Related publications None
Potential application(s) for this method This method may be used to infer a statistical model from one stratigraphic model, which is useful for uncertainty quantification. The method is also useful for very fast semivariogram modelling whenever the advantage of doing so outweighs the time it takes to train the model.

 

Citation: Falk & Madsen 2023: GEUS Bulletin 53. 8353. https://doi.org/10.34194/geusb.v53.8353

Copyright: GEUS Bulletin (eISSN: 2597-2154) is an open access, peer-reviewed journal published by the Geological Survey of Denmark and Greenland (GEUS). This article is distributed under a CC-BY 4.0 licence, permitting free redistribution, and reproduction for any purpose, even commercial, provided proper citation of the original work. Author(s) retain copyright.

Received: 31 May 2023; Revised: 23 Aug 2023; Accepted: 26 Sep 2023; Published: 17 Nov 2023

Competing interests and funding: The authors declare no competing interests.
The method was developed during consultancy work for the Danish EPA, whilst the hours for turning the results into a scientific contribution and writing the manuscript were provided by the Geological Survey of Greenland and Denmark (GEUS).

*Correspondence: frederikfalk@geo.au.dk

Keywords: convolutional neural network, covariance model, Semivariogram modelling, machine learning, local stationarity

Abbreviations
CNN: convolutional neural network
ML: machine learning
NN: neural network

Edited by: Julian Koch (GEUS, Copenhagen, Denmark)

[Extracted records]
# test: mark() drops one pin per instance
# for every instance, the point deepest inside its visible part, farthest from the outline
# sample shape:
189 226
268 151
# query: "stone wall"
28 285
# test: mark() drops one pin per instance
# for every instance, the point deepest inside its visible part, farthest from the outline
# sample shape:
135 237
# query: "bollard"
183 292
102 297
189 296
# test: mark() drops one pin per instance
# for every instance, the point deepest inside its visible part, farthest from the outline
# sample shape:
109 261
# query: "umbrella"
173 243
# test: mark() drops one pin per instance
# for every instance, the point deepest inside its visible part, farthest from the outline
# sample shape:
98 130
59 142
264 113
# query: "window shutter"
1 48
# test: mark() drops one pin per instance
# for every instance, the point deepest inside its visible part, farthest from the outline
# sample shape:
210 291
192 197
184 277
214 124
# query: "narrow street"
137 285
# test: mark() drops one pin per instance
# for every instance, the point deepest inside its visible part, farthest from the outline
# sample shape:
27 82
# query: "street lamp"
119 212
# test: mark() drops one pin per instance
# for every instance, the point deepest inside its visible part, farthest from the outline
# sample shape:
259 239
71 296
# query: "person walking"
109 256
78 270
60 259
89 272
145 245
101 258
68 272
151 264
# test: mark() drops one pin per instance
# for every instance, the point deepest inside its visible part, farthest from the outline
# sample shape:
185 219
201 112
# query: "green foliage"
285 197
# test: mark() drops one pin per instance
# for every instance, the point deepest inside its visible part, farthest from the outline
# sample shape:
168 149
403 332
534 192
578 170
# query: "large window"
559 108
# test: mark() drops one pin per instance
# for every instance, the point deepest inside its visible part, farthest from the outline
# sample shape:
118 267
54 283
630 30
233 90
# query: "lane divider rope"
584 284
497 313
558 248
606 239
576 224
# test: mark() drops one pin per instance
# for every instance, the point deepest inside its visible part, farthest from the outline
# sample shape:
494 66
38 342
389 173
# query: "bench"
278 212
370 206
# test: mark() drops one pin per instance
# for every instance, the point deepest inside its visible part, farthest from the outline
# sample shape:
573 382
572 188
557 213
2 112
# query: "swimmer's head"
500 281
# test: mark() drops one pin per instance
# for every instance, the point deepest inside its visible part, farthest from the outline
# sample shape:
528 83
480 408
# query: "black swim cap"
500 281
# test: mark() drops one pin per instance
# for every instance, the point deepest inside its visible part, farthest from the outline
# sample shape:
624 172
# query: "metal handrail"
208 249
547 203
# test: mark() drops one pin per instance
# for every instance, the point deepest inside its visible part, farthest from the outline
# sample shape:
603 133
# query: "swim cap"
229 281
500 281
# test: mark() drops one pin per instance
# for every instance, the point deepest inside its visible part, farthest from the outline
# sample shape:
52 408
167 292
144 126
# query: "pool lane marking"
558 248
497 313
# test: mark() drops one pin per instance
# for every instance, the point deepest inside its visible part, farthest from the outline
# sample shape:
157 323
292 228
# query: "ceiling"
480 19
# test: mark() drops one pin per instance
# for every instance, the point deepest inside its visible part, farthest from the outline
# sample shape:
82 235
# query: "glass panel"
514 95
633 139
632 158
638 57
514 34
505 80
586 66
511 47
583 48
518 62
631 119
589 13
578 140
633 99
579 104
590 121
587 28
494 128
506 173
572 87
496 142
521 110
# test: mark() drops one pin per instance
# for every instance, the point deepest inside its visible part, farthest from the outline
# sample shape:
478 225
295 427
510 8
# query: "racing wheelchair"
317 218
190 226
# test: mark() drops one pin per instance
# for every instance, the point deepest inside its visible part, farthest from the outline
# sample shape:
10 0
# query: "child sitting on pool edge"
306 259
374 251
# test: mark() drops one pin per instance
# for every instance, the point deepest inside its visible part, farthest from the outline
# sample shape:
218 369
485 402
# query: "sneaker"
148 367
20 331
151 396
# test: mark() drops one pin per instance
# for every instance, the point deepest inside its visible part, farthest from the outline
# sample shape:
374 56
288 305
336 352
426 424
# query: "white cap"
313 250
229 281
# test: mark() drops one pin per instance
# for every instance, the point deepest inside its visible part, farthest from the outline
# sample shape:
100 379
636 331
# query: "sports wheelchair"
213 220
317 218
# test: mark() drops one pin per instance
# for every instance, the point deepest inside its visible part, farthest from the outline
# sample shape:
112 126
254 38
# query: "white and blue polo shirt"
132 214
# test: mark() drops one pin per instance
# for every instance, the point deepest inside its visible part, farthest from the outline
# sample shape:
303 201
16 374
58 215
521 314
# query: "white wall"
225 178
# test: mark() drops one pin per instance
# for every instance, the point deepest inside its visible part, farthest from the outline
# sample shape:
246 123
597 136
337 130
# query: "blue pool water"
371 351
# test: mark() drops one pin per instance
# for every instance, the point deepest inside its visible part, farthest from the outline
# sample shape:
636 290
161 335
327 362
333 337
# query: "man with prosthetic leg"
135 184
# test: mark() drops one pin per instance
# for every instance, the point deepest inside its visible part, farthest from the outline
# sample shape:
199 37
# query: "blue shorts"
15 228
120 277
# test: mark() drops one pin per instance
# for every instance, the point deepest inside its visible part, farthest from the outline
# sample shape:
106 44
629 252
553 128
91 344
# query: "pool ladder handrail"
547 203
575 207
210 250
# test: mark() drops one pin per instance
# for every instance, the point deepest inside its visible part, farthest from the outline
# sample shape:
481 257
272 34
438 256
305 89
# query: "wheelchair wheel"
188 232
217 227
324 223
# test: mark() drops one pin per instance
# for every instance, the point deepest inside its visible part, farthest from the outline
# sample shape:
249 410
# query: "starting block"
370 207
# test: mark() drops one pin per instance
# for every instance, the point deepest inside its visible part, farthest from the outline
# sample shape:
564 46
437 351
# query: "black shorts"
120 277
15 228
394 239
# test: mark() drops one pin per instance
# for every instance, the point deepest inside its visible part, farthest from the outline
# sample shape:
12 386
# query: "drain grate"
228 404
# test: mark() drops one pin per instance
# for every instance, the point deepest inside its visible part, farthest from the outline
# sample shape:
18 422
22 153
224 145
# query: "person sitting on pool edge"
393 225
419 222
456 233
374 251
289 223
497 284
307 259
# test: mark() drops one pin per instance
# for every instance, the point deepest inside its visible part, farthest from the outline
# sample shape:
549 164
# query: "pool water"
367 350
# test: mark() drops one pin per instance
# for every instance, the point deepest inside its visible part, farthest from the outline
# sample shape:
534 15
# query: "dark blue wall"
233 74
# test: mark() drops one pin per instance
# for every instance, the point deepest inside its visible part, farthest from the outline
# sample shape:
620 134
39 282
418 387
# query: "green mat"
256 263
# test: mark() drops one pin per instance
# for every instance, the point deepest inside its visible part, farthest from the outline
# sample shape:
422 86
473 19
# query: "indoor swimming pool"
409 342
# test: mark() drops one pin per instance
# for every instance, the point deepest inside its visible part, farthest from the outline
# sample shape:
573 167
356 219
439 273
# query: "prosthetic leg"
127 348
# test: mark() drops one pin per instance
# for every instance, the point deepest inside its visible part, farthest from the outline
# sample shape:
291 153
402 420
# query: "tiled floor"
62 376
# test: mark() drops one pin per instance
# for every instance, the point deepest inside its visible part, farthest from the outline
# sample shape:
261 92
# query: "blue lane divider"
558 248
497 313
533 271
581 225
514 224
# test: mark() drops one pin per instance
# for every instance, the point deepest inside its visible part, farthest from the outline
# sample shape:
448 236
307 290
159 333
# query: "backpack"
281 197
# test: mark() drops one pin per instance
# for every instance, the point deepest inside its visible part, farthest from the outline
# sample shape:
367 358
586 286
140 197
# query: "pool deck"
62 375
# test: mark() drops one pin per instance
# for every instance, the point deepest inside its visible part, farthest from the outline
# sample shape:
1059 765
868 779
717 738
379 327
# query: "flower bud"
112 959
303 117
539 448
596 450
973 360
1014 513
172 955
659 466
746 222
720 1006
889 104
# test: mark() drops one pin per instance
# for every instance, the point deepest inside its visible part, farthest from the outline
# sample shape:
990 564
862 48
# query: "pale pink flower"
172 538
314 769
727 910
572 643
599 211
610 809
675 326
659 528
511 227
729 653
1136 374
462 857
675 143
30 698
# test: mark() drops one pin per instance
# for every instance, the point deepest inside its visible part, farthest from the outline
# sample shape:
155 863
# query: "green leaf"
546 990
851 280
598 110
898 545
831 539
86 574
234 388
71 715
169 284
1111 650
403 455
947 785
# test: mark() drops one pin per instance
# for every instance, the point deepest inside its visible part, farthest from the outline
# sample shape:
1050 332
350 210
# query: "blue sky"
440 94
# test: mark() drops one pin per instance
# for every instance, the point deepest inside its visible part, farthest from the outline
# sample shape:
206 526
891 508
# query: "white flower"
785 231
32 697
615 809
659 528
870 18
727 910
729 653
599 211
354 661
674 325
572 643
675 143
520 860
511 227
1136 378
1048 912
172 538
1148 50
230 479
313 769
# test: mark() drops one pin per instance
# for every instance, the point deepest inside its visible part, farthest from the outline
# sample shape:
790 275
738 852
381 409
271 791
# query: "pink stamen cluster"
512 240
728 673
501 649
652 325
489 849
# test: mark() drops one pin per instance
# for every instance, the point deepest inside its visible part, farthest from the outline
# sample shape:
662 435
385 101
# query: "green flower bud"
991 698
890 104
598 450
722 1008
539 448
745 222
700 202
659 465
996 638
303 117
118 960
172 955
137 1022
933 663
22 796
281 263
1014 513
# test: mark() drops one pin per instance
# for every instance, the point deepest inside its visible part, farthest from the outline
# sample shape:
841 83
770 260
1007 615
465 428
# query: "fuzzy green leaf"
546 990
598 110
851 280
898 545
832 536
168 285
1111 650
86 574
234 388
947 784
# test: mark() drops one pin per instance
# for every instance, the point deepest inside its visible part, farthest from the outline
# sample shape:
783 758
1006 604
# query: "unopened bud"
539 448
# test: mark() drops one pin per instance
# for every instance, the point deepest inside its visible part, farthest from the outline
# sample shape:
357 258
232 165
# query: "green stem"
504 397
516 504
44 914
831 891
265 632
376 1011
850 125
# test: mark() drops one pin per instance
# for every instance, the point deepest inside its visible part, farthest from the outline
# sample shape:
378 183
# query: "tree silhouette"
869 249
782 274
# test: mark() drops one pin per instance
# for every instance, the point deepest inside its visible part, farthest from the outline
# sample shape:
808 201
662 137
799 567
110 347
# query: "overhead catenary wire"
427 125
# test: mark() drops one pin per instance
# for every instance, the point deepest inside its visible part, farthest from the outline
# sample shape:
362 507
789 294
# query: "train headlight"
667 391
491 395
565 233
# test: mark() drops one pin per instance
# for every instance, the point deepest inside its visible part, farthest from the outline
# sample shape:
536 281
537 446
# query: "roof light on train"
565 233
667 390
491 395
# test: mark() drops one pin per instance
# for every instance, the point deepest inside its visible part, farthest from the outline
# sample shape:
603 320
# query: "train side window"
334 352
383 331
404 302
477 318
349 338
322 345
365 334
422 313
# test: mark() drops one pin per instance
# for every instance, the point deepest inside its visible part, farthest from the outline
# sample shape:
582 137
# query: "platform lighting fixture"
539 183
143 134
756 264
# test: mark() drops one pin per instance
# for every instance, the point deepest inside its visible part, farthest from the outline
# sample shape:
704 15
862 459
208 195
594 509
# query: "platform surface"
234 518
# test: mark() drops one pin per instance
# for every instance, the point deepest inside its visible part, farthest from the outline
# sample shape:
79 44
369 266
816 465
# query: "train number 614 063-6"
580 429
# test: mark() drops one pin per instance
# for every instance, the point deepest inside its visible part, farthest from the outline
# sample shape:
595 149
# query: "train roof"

**TASKS TO COMPLETE:**
A. According to the GEUS Bulletin excerpt, on what date was the article accepted?
B. List every keyword given in the GEUS Bulletin excerpt.
C. Write the next part of the GEUS Bulletin excerpt, picking up after its final line.
This material is unrelated to the GEUS Bulletin excerpt.

**TASK-BY-TASK RESULTS:**
A. 26 Sep 2023

B. convolutional neural network, covariance model, Semivariogram modelling, machine learning, local stationarity

C.
Reviewed by: Jacob Skauvold (Norwegian Computing Center, Norway)

 

Introduction

The properties of the subsurface are highly non-stationary, that is, they vary significantly depending on the location. Consequently, in statistical descriptions of the subsurface, there is a need for mapping non-stationarity in the statistical properties and for practical purposes also defining regions wherein local stationarity can be assumed (Boisvert et al. 2009).

Estimating the statistical properties of spatially distributed data is conventionally done through semivariogram analysis, where an experimental semivariogram is calculated as half the average squared difference between points separated by some distance, h (Matheron 1963). A model is fitted to the semivariogram, which is typically defined by two parameters – a range and a sill, and oftentimes also a nugget effect (Cressie 1993). Alternatively, it is possible to estimate a semivariogram model by determining the maximum-likelihood combination of sill and range given the type of model. The likelihood for a semivariogram model is obtained by populating a covariance matrix using the model and taking the probability density of the corresponding multivariate normal distribution at the point defined by the data (Mardia 1990). Fitting a semivariogram and estimating the maximum-likelihood model share the drawbacks of being computationally intensive when many models need to be estimated.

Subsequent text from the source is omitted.